Given information START
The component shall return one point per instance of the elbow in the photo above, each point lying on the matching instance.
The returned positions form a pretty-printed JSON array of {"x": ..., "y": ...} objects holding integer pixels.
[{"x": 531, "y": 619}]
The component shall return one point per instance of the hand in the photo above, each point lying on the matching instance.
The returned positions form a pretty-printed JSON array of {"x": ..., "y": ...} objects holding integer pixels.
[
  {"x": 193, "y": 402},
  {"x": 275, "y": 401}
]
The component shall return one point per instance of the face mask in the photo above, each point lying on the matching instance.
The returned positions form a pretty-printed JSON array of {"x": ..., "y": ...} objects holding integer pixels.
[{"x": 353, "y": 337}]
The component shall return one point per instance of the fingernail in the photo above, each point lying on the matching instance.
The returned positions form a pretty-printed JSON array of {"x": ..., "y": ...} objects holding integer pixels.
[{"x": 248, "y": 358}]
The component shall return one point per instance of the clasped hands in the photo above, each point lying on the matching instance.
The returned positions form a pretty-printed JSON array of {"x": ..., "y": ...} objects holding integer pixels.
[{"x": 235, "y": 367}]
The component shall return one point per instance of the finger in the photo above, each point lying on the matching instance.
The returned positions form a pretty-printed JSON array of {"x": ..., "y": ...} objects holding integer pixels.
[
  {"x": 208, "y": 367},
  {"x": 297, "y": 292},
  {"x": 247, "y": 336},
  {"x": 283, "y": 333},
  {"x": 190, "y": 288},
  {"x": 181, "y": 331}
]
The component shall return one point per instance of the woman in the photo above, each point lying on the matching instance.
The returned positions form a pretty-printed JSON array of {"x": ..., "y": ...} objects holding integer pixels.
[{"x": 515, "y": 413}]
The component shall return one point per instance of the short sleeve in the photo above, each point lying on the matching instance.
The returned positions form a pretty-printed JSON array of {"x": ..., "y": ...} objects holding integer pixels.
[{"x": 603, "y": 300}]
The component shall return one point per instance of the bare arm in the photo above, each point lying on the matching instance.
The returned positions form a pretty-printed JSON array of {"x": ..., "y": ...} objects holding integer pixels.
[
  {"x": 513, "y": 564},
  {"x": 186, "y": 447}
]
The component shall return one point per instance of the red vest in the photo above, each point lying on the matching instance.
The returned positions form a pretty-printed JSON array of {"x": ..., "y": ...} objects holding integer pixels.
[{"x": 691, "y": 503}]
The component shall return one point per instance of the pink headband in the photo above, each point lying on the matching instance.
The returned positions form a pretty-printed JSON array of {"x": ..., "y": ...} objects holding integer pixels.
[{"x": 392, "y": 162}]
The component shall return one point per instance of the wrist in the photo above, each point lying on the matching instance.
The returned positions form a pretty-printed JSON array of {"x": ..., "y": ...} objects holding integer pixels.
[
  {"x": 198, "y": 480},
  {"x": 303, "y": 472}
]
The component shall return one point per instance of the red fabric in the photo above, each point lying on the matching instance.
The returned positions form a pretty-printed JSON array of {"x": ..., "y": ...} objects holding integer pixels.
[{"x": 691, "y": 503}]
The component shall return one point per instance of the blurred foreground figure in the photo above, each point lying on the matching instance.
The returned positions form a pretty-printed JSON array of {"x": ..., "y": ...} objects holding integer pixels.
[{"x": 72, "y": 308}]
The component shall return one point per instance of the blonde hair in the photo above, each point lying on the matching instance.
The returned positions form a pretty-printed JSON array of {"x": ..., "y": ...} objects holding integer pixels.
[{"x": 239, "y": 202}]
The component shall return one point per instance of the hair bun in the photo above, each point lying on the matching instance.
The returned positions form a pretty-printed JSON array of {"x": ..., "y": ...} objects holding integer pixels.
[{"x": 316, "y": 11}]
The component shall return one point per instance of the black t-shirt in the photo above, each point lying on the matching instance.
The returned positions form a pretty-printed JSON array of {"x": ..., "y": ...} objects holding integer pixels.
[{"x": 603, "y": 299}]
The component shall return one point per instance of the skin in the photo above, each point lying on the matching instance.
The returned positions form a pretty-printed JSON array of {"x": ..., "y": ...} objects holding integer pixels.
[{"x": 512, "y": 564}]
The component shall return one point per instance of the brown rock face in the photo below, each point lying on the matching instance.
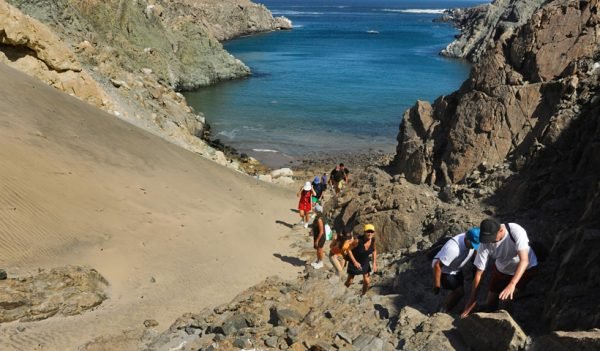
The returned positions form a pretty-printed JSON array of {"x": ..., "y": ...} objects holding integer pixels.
[
  {"x": 492, "y": 331},
  {"x": 29, "y": 46},
  {"x": 65, "y": 291},
  {"x": 511, "y": 103}
]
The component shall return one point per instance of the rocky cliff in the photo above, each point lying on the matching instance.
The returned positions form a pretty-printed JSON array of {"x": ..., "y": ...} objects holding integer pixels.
[
  {"x": 531, "y": 107},
  {"x": 480, "y": 26},
  {"x": 131, "y": 58}
]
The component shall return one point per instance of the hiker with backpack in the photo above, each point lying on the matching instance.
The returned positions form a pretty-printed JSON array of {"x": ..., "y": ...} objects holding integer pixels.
[
  {"x": 304, "y": 204},
  {"x": 318, "y": 231},
  {"x": 339, "y": 250},
  {"x": 362, "y": 250},
  {"x": 338, "y": 177},
  {"x": 515, "y": 262},
  {"x": 319, "y": 189},
  {"x": 447, "y": 266}
]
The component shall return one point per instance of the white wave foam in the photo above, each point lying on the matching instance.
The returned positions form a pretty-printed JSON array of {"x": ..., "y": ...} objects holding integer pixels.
[
  {"x": 294, "y": 13},
  {"x": 417, "y": 11},
  {"x": 231, "y": 134},
  {"x": 264, "y": 150}
]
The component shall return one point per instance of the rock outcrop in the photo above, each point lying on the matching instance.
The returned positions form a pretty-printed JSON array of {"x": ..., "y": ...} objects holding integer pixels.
[
  {"x": 64, "y": 291},
  {"x": 233, "y": 18},
  {"x": 29, "y": 46},
  {"x": 482, "y": 25},
  {"x": 519, "y": 98},
  {"x": 131, "y": 58},
  {"x": 531, "y": 104}
]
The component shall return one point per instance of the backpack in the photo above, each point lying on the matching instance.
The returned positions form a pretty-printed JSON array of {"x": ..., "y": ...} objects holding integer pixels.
[
  {"x": 437, "y": 247},
  {"x": 538, "y": 247}
]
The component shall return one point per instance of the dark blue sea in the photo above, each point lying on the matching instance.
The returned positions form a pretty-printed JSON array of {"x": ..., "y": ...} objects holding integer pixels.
[{"x": 340, "y": 80}]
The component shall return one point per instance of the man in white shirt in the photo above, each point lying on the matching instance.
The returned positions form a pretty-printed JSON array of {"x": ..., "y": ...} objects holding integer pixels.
[
  {"x": 447, "y": 266},
  {"x": 514, "y": 266}
]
Given information END
Return all records above verbatim without their pictures.

- [Answer section]:
The component shall return one point per instance of the elbow in the photo above, each point lying on the matching instance.
The returned positions form a pretty-printed JSON array of {"x": ..., "y": ...} objects holding integer pixels.
[{"x": 531, "y": 619}]
The component shall return one point per instance of the hand in the photo above, each point lying on the matching instance.
The returned positions form a pretty-printed JSON array of {"x": ..., "y": ...} objects holding integer pixels.
[
  {"x": 193, "y": 402},
  {"x": 275, "y": 401}
]
The component shall return one point per instance of the face mask in the photo above, each point lying on the matching instance.
The returned positions form a pretty-printed JSON array of {"x": ..., "y": ...} objects holding integer pixels.
[{"x": 353, "y": 337}]
The component shall return one point per instance of the fingernail in the photo above, each point lying on the matching instance.
The returned positions form a pretty-printed JSON array of {"x": ..., "y": ...} objects holding integer pixels.
[{"x": 248, "y": 358}]
The component shall return one point per instance of the clasped hands in the photo above, each point lying on the matching instance.
The returned positions form a pretty-printed JSON array of {"x": ..., "y": ...} objects holding integer pixels.
[{"x": 235, "y": 367}]
The component shall return one point per instance of the finger in the photo above, each point lying on the matching instance.
The returned positions form a pretty-printed JSON array of {"x": ..., "y": ...} objects holding integer pixels.
[
  {"x": 208, "y": 367},
  {"x": 297, "y": 292},
  {"x": 247, "y": 336},
  {"x": 283, "y": 333},
  {"x": 190, "y": 288},
  {"x": 181, "y": 331}
]
The component shall return one point per instance of the woman in the photo above, each point lying on the matching instance.
The returned positions form a pretty-printed JSON array of {"x": ..., "y": ...} objects holding integer pixels.
[{"x": 515, "y": 413}]
The component shall return one point per instance of the short sleeve in the photo above, each point lying on the matching instance.
The returned positions form a pretty-printed JSON array of {"x": ..., "y": ...} objects holding integer pixels.
[{"x": 603, "y": 300}]
The component shall return one point per instance of the bare arm in the photo above, each point lying on the matching instance.
The returned positions form a pretty-printed JSON array of {"x": ..., "y": ...} objects holding integer pixels.
[
  {"x": 513, "y": 564},
  {"x": 186, "y": 447}
]
The component shall return one point per instance of the red vest in the photo above, each point lying on the matching instance.
The returned positions form a pretty-printed JSON array of {"x": ..., "y": ...} objects holding integer pixels.
[{"x": 691, "y": 503}]
The component shall return one point per instance of the pink headband in the photo above, each point lying on the matching instance.
The returned positions form a pretty-printed JSON array of {"x": ..., "y": ...} objects holding integer pixels.
[{"x": 392, "y": 162}]
The component shall return one point per instance of the wrist in the photo above, each point lying on the matching instance.
The returned positions form a pretty-printed JSON array of {"x": ..., "y": ...} objects holding integer pixels.
[
  {"x": 198, "y": 480},
  {"x": 303, "y": 472}
]
The component shall return one point per instance of the red fabric in the photo above, each point lying on the matching instance.
The returned positions form a pretty-printed JSON array of {"x": ..., "y": ...} objects holding integer pixels.
[{"x": 691, "y": 503}]
The component shall return one point per instance of the blurred foreground figure in the photo above, each point lying on the matching instance.
The returned positions form a pretty-printed JSON array of {"x": ..., "y": ...} objects holding integer pixels.
[{"x": 72, "y": 308}]
The component shall return one point per instance of the blonde hair in the photo above, each point lying on the matching instance.
The returned positions form a pretty-printed JSON array of {"x": ..., "y": ...} objects holding integer pixels.
[{"x": 239, "y": 202}]
The component shall return one point per instance of the hair bun in the photo above, each point lying on the matching instance.
The returned positions form a pretty-printed JSON array of {"x": ..., "y": ...} objects holding integer pixels.
[{"x": 316, "y": 11}]
The component shall return one point per instance of the black t-shirt in the photo above, each point lying on the matching instance.
The returned positions form a pretty-printed JSON array of {"x": ..., "y": ...} objects holding integer pixels.
[{"x": 603, "y": 299}]
The component shall return one point per instance of the skin in the photo above, each point lying on the matching instance.
The returned positions form a pretty-printed JSON array of {"x": ..., "y": ...} objects holding integer pixels.
[{"x": 512, "y": 564}]
The component shall return one point per instance of the brown rock face in the photo below, each point lying on the matching instance.
The returned positions form a pretty-printed JSON array of {"x": ..., "y": ...} objects holding integer pixels.
[
  {"x": 492, "y": 331},
  {"x": 29, "y": 46},
  {"x": 65, "y": 291},
  {"x": 511, "y": 103}
]
The component shall return one point per instance of the rocky cliff in the photo above, each point lying on the matching instance.
The returned positions form a pretty-printed JSON array of {"x": ..., "y": ...} objects holding integer pixels.
[
  {"x": 531, "y": 107},
  {"x": 480, "y": 26},
  {"x": 131, "y": 58}
]
The component shall return one point per instance of the hiker with backpack in the photo above, each point lying on the matching instance.
The returned positions form a pretty-printed JSON array of {"x": ..., "y": ...} objects holding integer pixels.
[
  {"x": 304, "y": 204},
  {"x": 318, "y": 231},
  {"x": 339, "y": 250},
  {"x": 362, "y": 250},
  {"x": 338, "y": 177},
  {"x": 515, "y": 262},
  {"x": 319, "y": 189},
  {"x": 447, "y": 266}
]
The component shall return one point per instance of the white wave foam in the photo above, each point lying on the matching instance.
The returned positions form a pretty-printed JSON array of {"x": ..., "y": ...} objects holding integer pixels.
[
  {"x": 294, "y": 13},
  {"x": 417, "y": 11},
  {"x": 231, "y": 134},
  {"x": 264, "y": 150}
]
The component shall return one point per instance of the rock outcrop in the photo above, each point lying on the matching instance.
The returned positions form a pretty-printed JSON array of {"x": ..., "y": ...} objects holding integer pixels.
[
  {"x": 64, "y": 291},
  {"x": 233, "y": 18},
  {"x": 29, "y": 46},
  {"x": 482, "y": 25},
  {"x": 519, "y": 98},
  {"x": 131, "y": 58},
  {"x": 531, "y": 104}
]
The component shall return one point per instance of the backpack in the photo above, each point lying on the matching instance.
The returned positions form a pretty-printed JSON array of {"x": ..., "y": ...} objects holding integer pixels.
[
  {"x": 437, "y": 247},
  {"x": 538, "y": 247}
]
The component shall return one point per instance of the dark blue sea in the photo above, each point lying on the matching instance.
The returned positions form a pretty-printed JSON array of {"x": ..., "y": ...} objects holding integer pixels.
[{"x": 340, "y": 80}]
The component shall return one point per instance of the man in white shirt in the photo above, each point lying on the matching instance.
The returned positions form a pretty-printed JSON array of {"x": ..., "y": ...} objects holding integer pixels.
[
  {"x": 447, "y": 266},
  {"x": 514, "y": 266}
]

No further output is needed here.